ACTIVITY: Please state how many lines of the data below contain the word "window", offering nothing besides the number.

[Items from a dataset]

————

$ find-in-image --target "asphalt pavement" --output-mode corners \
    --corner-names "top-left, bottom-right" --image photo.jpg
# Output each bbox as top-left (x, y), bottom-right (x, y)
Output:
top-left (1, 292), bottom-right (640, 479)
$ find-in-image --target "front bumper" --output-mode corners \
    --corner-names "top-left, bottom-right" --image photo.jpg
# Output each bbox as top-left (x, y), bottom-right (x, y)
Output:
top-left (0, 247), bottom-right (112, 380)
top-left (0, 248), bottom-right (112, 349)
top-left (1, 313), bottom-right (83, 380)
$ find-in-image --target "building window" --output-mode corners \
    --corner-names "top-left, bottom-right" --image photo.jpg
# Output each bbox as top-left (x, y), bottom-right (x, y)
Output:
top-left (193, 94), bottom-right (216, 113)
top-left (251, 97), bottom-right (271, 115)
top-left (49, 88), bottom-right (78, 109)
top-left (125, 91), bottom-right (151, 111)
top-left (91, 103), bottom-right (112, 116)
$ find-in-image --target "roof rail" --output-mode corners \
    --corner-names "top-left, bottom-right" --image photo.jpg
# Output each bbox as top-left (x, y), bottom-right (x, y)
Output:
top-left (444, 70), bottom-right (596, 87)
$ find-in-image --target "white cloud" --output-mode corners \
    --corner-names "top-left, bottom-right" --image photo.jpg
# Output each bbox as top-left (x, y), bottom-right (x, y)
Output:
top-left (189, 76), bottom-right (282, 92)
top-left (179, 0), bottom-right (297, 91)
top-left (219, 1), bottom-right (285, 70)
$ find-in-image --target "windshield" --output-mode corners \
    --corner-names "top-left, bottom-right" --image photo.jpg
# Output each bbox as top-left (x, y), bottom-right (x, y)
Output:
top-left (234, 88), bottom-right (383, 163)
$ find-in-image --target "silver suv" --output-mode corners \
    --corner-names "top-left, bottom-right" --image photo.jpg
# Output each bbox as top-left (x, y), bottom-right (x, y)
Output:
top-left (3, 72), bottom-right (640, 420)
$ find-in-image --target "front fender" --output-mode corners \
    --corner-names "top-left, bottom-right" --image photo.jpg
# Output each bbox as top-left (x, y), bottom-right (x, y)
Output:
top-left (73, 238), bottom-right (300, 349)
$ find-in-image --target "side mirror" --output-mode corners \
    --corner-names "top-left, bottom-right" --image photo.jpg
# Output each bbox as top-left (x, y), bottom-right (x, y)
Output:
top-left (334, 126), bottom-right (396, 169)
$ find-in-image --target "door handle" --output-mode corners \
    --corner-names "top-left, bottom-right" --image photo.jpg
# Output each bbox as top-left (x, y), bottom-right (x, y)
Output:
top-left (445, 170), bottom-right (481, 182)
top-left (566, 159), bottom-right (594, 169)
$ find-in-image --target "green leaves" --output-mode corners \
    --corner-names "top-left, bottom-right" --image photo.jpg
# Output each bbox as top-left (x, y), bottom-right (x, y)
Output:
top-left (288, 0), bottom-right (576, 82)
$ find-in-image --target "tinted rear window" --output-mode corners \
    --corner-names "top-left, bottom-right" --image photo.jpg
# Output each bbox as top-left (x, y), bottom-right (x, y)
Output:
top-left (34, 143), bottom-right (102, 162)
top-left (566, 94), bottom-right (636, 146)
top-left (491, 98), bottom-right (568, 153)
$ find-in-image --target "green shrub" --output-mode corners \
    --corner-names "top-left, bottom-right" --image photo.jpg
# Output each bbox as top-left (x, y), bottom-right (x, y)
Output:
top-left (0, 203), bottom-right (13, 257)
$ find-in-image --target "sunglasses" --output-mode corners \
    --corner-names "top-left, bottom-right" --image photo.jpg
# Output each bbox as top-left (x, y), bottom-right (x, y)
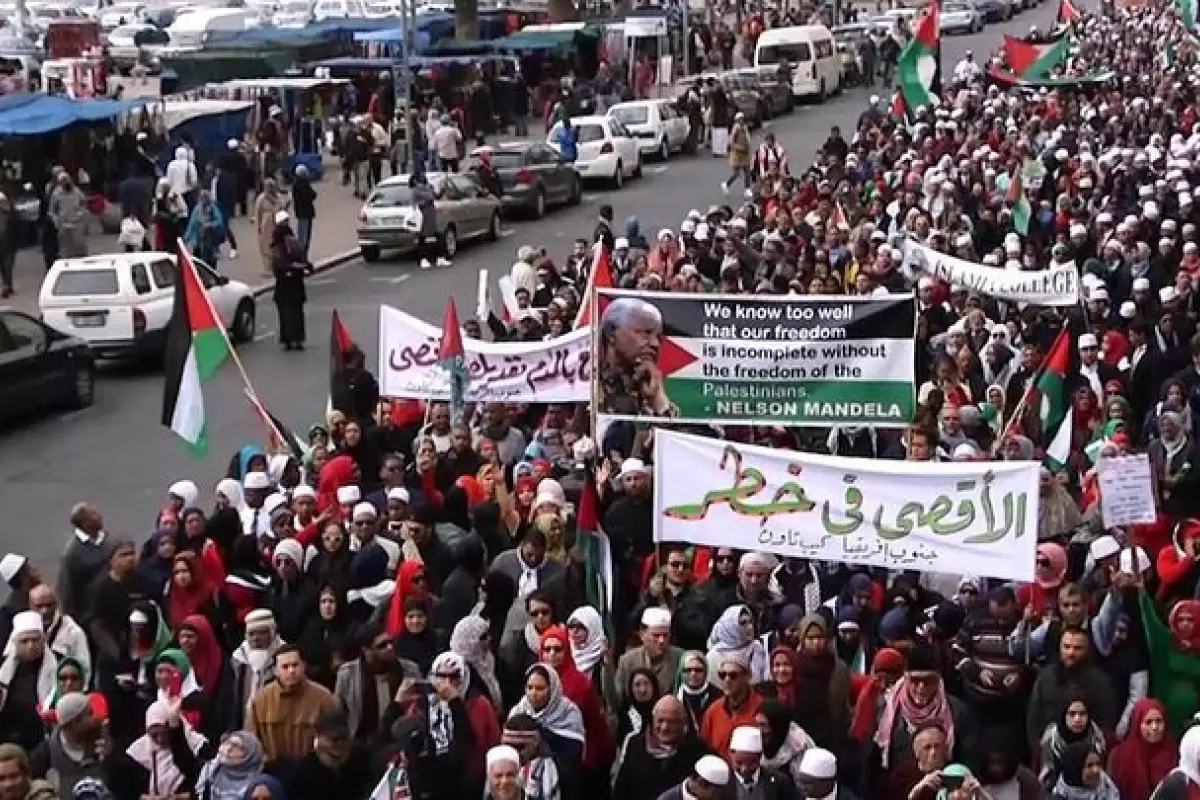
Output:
top-left (718, 670), bottom-right (745, 680)
top-left (683, 666), bottom-right (705, 673)
top-left (433, 672), bottom-right (460, 681)
top-left (667, 561), bottom-right (688, 569)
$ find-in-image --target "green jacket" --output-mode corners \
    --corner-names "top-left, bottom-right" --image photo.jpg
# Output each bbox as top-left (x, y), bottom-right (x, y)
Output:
top-left (1139, 590), bottom-right (1200, 735)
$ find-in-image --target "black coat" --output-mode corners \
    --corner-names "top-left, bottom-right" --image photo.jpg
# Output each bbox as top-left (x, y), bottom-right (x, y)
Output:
top-left (614, 733), bottom-right (710, 800)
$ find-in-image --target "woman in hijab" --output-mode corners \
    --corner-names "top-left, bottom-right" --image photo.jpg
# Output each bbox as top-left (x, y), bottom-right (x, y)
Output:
top-left (297, 585), bottom-right (354, 690)
top-left (165, 552), bottom-right (220, 632)
top-left (1150, 410), bottom-right (1200, 518)
top-left (137, 529), bottom-right (178, 593)
top-left (201, 507), bottom-right (240, 587)
top-left (119, 698), bottom-right (213, 799)
top-left (509, 664), bottom-right (586, 765)
top-left (315, 455), bottom-right (358, 517)
top-left (1039, 468), bottom-right (1085, 542)
top-left (976, 729), bottom-right (1042, 800)
top-left (345, 543), bottom-right (393, 624)
top-left (792, 614), bottom-right (850, 753)
top-left (565, 606), bottom-right (617, 711)
top-left (394, 596), bottom-right (438, 675)
top-left (705, 605), bottom-right (767, 685)
top-left (757, 646), bottom-right (799, 709)
top-left (1053, 742), bottom-right (1120, 800)
top-left (242, 773), bottom-right (287, 799)
top-left (616, 668), bottom-right (660, 748)
top-left (674, 650), bottom-right (722, 733)
top-left (195, 731), bottom-right (263, 800)
top-left (412, 651), bottom-right (481, 798)
top-left (849, 648), bottom-right (905, 745)
top-left (176, 615), bottom-right (230, 739)
top-left (755, 698), bottom-right (815, 787)
top-left (1019, 542), bottom-right (1069, 618)
top-left (1102, 612), bottom-right (1150, 740)
top-left (1152, 724), bottom-right (1200, 800)
top-left (1139, 593), bottom-right (1200, 735)
top-left (1108, 698), bottom-right (1176, 800)
top-left (304, 520), bottom-right (352, 591)
top-left (451, 614), bottom-right (505, 712)
top-left (1040, 694), bottom-right (1107, 790)
top-left (540, 625), bottom-right (611, 779)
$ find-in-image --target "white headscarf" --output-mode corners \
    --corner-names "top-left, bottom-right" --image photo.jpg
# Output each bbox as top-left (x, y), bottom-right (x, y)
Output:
top-left (428, 652), bottom-right (469, 755)
top-left (509, 664), bottom-right (585, 744)
top-left (566, 607), bottom-right (606, 675)
top-left (215, 478), bottom-right (243, 509)
top-left (0, 611), bottom-right (55, 710)
top-left (1179, 724), bottom-right (1200, 784)
top-left (450, 616), bottom-right (501, 710)
top-left (126, 701), bottom-right (207, 797)
top-left (168, 480), bottom-right (200, 509)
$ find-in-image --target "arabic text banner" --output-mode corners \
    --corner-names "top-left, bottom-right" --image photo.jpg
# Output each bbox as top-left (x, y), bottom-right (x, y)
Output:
top-left (652, 430), bottom-right (1040, 581)
top-left (594, 289), bottom-right (916, 427)
top-left (378, 306), bottom-right (591, 402)
top-left (905, 241), bottom-right (1080, 306)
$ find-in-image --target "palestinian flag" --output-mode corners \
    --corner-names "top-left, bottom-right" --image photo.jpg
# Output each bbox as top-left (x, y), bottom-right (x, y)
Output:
top-left (438, 297), bottom-right (469, 423)
top-left (161, 241), bottom-right (230, 457)
top-left (1058, 0), bottom-right (1082, 23)
top-left (1003, 34), bottom-right (1069, 78)
top-left (327, 309), bottom-right (353, 415)
top-left (573, 242), bottom-right (614, 329)
top-left (1181, 0), bottom-right (1198, 34)
top-left (1036, 328), bottom-right (1072, 467)
top-left (833, 201), bottom-right (850, 230)
top-left (986, 65), bottom-right (1116, 87)
top-left (896, 0), bottom-right (940, 112)
top-left (575, 464), bottom-right (614, 640)
top-left (244, 388), bottom-right (307, 463)
top-left (1007, 169), bottom-right (1031, 235)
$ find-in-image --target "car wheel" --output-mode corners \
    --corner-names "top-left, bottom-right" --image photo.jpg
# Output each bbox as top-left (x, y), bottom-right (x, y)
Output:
top-left (533, 187), bottom-right (546, 219)
top-left (487, 211), bottom-right (500, 242)
top-left (568, 175), bottom-right (583, 204)
top-left (659, 137), bottom-right (670, 162)
top-left (232, 300), bottom-right (256, 344)
top-left (442, 225), bottom-right (458, 257)
top-left (70, 363), bottom-right (94, 409)
top-left (612, 161), bottom-right (624, 189)
top-left (361, 244), bottom-right (381, 263)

————

WRITTEN ANSWER: 2